EXTRACT TO READ:
# # #

Using list comprehension for column selection
# Columns containing '2023'
cols_2023 = [col for col in df.columns if '2023' in col]
df[cols_2023]
# sales_2023 cost_2023
# 0 100 50
# 1 200 80

# Columns starting with 's'
s_cols = [col for col in df.columns if col.startswith('s')]
df[s_cols]

# Columns with more than 10 characters
long_cols = [col for col in df.columns if len(col) > 10]
df[long_cols]

# Custom logic
numeric_name_cols = [col for col in df.columns if any(char.isdigit() for char in col)]
df[numeric_name_cols]

Conditional Column Selection

Select Based on Column Content

Choose columns based on their values:

Select columns with specific characteristics
df = pd.DataFrame({
'A': [1, 2, 3, 4, 5],
'B': [0, 0, 0, 0, 0],
'C': [10, 20, 30, 40, 50],
'D': [1, 1, 1, 1, 1]
})

# # #

SUPPLIED INFORMATION:

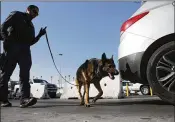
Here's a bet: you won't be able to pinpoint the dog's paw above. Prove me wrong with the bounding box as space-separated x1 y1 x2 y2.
85 104 91 107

# # #

WHAT TO WORK ON:
• 1. In the pandas column selection text, which two columns are returned when selecting the columns whose names contain '2023'?
• 2. Pick up the pandas column selection text right after the DataFrame with columns A through D, and continue it.

EXPECTED OUTPUTS:
• 1. sales_2023 and cost_2023

• 2.
# Columns with any non-zero values
non_zero_cols = df.columns[(df != 0).any()]
df[non_zero_cols]
# A C D
# 0 1 10 1
# 1 2 20 1
# 2 3 30 1

# Columns with variance > 0 (non-constant)
variable_cols = df.columns[df.var() > 0]
df[variable_cols]
# A C
# 0 1 10
# 1 2 20
# 2 3 30

# Columns with missing values
null_cols = df.columns[df.isnull().any()]
df[null_cols]

# Columns with all unique values
unique_cols = df.columns[df.nunique() == len(df)]
df[unique_cols]

This helps identify and select meaningful columns automatically.

Select Based on Statistics

Select columns by statistical properties
# Columns with mean > 10
high_mean_cols = df.columns[df.mean() > 10]
df[high_mean_cols]

# Columns with max value > 30
high_max_cols = df.columns[df.max() > 30]
df[high_max_cols]

# Columns with standard deviation > 5
high_std_cols = df.columns[df.std() > 5]
df[high_std_cols]

Dropping Columns

drop() Method

Remove columns by name:

Dropping columns
df = pd.DataFrame({
'A': [1, 2, 3],
'B': [4, 5, 6],
'C': [7, 8, 9]
})

# Drop single column (returns new DataFrame)
df.drop('B', axis=1)
# A C
# 0 1 7
# 1 2 8
# 2 3 9

# Drop multiple columns
df.drop(['A', 'C'], axis=1)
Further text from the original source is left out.